Task objective: Set down all of the lines below exactly as they are given.

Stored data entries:
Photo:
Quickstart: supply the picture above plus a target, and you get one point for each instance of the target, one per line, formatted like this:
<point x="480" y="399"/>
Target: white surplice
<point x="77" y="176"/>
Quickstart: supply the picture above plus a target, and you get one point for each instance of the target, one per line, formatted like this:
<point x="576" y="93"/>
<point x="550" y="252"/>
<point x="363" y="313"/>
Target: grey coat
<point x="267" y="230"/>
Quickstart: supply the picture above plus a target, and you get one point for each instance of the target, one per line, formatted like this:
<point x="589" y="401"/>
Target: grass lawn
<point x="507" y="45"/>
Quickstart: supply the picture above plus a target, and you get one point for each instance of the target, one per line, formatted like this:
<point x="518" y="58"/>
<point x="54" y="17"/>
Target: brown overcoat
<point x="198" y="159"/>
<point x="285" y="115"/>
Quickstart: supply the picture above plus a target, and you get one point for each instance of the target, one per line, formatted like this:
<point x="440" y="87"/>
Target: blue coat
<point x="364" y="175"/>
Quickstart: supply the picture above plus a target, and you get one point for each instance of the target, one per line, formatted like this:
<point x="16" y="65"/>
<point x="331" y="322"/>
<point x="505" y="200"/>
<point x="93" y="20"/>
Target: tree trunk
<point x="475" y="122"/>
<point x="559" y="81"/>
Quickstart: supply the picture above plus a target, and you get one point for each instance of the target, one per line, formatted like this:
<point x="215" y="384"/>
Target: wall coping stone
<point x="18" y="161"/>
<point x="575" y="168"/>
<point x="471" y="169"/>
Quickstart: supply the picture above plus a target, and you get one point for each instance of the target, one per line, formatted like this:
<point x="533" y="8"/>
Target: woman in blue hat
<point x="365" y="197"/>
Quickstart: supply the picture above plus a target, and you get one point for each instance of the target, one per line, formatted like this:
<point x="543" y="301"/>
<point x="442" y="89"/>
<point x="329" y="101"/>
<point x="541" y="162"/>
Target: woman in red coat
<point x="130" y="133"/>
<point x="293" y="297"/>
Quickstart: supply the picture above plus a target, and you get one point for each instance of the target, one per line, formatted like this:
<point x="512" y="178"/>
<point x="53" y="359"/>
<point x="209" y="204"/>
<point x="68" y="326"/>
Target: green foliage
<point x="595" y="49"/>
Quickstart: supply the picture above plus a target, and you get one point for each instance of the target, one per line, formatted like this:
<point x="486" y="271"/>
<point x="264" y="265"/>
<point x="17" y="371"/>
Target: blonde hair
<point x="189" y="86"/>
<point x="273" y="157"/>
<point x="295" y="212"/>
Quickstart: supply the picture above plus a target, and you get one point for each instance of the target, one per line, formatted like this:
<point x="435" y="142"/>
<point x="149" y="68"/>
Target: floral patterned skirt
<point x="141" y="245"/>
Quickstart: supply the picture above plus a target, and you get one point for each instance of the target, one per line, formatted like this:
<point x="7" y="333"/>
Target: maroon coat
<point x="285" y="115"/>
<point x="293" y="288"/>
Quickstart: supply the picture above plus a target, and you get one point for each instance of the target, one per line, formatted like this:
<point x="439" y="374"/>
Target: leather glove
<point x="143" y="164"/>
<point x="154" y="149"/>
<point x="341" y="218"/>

Answer to the problem:
Photo:
Quickstart: supply the picture above plus a target, and you get one point for each instance of the target, one per line, formatted like this:
<point x="480" y="399"/>
Target: white surplice
<point x="77" y="176"/>
Quickstart: supply the picture above plus a target, and you get one point for each instance of the target, one per line, formatted like this:
<point x="576" y="93"/>
<point x="550" y="252"/>
<point x="363" y="313"/>
Target: grey coat
<point x="267" y="230"/>
Quickstart: supply the picture above plus a target, and you get one point for each instance of the target, one per line, formatted like this:
<point x="589" y="401"/>
Target: grass lawn
<point x="507" y="45"/>
Quickstart: supply the picture above plus a target, and you get one point for each instance of the target, one per line, formatted like this:
<point x="518" y="58"/>
<point x="54" y="17"/>
Target: brown overcoat
<point x="198" y="159"/>
<point x="285" y="115"/>
Quickstart: supply the picture above plus a target, and you get one point for each instance of the target, one per line, formatted like this:
<point x="440" y="87"/>
Target: blue coat
<point x="364" y="175"/>
Quickstart: supply the picture above plus a target, and you get one point for each instance of the target, one per line, formatted like this:
<point x="16" y="65"/>
<point x="331" y="322"/>
<point x="505" y="200"/>
<point x="93" y="20"/>
Target: tree trunk
<point x="475" y="122"/>
<point x="559" y="81"/>
Quickstart: supply the picture above plus a target, and you get one point for each instance of the target, one per line, formatted like this:
<point x="215" y="384"/>
Target: wall coping stone
<point x="18" y="161"/>
<point x="575" y="168"/>
<point x="471" y="169"/>
Quickstart: supply the picture above plus a target, and you get one point for each instance of the target, one per line, formatted like this:
<point x="533" y="8"/>
Target: woman in blue hat
<point x="365" y="197"/>
Quickstart: supply the picture above plus a target, and you get one point for each instance of the target, one per line, formatted like this:
<point x="543" y="301"/>
<point x="442" y="89"/>
<point x="329" y="101"/>
<point x="541" y="162"/>
Target: woman in red coat
<point x="130" y="133"/>
<point x="293" y="297"/>
Quickstart: supply the picture above plus a target, and you get one point for each instance of the target, one per line, formatted like this:
<point x="512" y="178"/>
<point x="53" y="359"/>
<point x="209" y="204"/>
<point x="68" y="326"/>
Target: green foliage
<point x="595" y="49"/>
Quickstart: supply the picture above plus a target, and you get one point for each instance of the target, one per line, formatted like this:
<point x="486" y="271"/>
<point x="264" y="265"/>
<point x="17" y="371"/>
Target: blonde hair
<point x="189" y="86"/>
<point x="273" y="157"/>
<point x="295" y="212"/>
Quickstart: supply the picture above plus a target, and you get one point for each instance of the target, one per line, formatted like this:
<point x="435" y="142"/>
<point x="149" y="68"/>
Target: floral patterned skirt
<point x="141" y="245"/>
Quickstart: supply the picture above plus a target, and you get one point for each instance of the target, one per line, formatted like this:
<point x="7" y="333"/>
Target: maroon coat
<point x="285" y="115"/>
<point x="293" y="288"/>
Quickstart: supply the picture above plus a target, and you get one point for each instance of the target, one per line, formatted like this:
<point x="439" y="374"/>
Target: leather glove
<point x="143" y="164"/>
<point x="154" y="149"/>
<point x="341" y="218"/>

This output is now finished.